** BEGIN **
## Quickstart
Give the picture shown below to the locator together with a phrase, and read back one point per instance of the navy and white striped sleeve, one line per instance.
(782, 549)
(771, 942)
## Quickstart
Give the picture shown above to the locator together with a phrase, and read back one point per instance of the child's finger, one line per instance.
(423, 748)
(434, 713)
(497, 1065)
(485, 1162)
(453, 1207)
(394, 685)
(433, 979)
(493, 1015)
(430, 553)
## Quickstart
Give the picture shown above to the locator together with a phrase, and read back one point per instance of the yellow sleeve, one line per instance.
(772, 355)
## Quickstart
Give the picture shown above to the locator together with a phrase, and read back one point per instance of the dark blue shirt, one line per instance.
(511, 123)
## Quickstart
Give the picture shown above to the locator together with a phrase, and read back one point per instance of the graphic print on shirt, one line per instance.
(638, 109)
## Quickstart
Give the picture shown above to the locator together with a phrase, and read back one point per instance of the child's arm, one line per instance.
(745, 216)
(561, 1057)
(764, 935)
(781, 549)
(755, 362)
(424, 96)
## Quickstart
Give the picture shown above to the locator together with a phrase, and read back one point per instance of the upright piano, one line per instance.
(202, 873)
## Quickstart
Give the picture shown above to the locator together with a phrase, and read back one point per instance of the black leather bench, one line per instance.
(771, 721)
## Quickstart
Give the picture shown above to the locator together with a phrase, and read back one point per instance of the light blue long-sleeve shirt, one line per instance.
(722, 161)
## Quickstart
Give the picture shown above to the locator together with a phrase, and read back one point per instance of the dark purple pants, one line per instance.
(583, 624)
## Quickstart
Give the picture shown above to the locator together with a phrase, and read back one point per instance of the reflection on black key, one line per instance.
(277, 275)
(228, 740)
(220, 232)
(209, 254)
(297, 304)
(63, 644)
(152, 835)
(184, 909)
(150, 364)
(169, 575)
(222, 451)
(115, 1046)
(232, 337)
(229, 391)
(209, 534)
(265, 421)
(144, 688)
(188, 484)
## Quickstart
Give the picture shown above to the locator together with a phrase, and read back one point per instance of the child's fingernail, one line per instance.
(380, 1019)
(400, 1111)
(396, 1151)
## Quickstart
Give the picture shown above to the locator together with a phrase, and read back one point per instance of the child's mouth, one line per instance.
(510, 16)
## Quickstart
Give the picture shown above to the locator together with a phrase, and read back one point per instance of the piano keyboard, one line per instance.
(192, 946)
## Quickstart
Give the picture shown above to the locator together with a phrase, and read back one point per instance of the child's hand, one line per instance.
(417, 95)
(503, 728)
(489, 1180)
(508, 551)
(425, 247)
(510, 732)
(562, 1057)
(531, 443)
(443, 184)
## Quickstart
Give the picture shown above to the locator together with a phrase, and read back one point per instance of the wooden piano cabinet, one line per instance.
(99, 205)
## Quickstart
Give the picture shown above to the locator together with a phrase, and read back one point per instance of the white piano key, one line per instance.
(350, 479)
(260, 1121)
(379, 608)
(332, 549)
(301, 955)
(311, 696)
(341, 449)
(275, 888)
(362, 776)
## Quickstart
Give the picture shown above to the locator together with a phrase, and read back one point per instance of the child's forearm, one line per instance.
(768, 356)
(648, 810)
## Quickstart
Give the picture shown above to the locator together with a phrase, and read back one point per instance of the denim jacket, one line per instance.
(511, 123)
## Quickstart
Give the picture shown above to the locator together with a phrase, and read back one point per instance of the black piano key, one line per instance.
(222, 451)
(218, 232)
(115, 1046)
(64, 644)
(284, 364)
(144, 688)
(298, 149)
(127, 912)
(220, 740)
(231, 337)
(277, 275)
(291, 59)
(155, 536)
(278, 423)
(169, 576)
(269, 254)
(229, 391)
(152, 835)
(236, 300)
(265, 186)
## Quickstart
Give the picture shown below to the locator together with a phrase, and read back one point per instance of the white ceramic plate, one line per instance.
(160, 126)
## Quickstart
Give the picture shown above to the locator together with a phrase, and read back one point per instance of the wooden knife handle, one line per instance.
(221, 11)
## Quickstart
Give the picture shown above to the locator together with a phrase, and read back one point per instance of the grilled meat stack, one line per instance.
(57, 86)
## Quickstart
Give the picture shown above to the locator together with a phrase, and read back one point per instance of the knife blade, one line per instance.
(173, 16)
** END **
**Prompt**
Please filter the records above down to every line that contains the word "piano", copying each matching line in full. Treat case as significant, so only exact-case matches count.

**Final result**
Give the picture shown above to the locator together with a phrase, and read back one point per instance of the upright piano, one line per instance.
Give the picture shown above to the locator together with a phrase, and read back one point per instance of the piano keyboard, one line per instance.
Give the picture shown above to the locator together with a phrase, and read back one point per instance of the wooden piano cabinet, one line per instance.
Give the picture shown above to the locator together with a phrase, and read back one point per instance of the white piano key, one line per instance.
Give the picture shown above to the locator together with a phrase, and read back one point per instance of the black piano key, one line per instance.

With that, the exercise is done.